Saved entries:
BEGIN
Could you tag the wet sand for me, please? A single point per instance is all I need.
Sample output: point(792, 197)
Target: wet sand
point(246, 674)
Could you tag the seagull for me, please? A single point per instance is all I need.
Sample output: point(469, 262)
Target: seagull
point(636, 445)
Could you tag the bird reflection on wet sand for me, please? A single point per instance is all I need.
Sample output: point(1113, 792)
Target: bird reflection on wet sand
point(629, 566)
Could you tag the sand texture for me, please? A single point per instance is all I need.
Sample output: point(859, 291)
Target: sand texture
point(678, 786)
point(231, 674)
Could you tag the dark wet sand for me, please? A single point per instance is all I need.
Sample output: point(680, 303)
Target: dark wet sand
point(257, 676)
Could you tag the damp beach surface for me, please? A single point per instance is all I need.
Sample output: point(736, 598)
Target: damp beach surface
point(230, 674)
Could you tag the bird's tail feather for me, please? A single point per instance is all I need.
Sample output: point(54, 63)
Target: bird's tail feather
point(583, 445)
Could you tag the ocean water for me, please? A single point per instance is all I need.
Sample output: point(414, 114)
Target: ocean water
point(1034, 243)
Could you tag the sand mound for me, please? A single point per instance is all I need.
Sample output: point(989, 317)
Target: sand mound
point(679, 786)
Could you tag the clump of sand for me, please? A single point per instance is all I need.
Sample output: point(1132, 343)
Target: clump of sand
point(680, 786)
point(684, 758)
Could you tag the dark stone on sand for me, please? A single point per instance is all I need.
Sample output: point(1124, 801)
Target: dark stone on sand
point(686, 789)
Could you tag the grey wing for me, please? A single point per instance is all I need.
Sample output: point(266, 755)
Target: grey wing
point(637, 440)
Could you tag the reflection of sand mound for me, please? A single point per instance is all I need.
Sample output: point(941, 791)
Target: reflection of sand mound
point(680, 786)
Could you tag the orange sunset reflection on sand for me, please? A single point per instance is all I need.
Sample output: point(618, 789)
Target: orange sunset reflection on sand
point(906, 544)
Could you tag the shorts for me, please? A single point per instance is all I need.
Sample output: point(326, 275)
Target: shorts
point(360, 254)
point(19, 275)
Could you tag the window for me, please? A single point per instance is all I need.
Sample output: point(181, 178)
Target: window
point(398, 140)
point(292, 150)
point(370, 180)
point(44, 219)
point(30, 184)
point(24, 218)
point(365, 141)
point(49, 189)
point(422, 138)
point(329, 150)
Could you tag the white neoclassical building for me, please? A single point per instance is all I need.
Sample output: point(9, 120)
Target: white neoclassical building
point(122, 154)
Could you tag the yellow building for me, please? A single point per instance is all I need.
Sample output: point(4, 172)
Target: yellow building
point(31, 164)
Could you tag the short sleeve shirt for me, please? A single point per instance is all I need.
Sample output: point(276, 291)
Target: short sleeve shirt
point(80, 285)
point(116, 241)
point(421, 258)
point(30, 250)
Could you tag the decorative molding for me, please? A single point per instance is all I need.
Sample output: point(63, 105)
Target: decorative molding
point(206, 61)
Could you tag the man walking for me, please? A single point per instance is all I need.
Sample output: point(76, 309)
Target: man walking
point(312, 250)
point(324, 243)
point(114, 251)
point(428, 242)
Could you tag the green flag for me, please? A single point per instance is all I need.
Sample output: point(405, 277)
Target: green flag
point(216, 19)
END
Task details: Lines from the start of the entries through the one containing "Sample output: point(1113, 792)" are to be set down again exactly, both ends included.

Solution to this task:
Could you tag the wet sand for me, please? A single point per instance is all I need.
Sample output: point(792, 197)
Target: wet sand
point(246, 674)
Could you tag the seagull for me, please? A single point per instance is all I need.
Sample output: point(469, 262)
Target: seagull
point(636, 445)
Could you tag the bird reflection on wet sand for me, please? A single point per instance is all I need.
Sample output: point(1113, 792)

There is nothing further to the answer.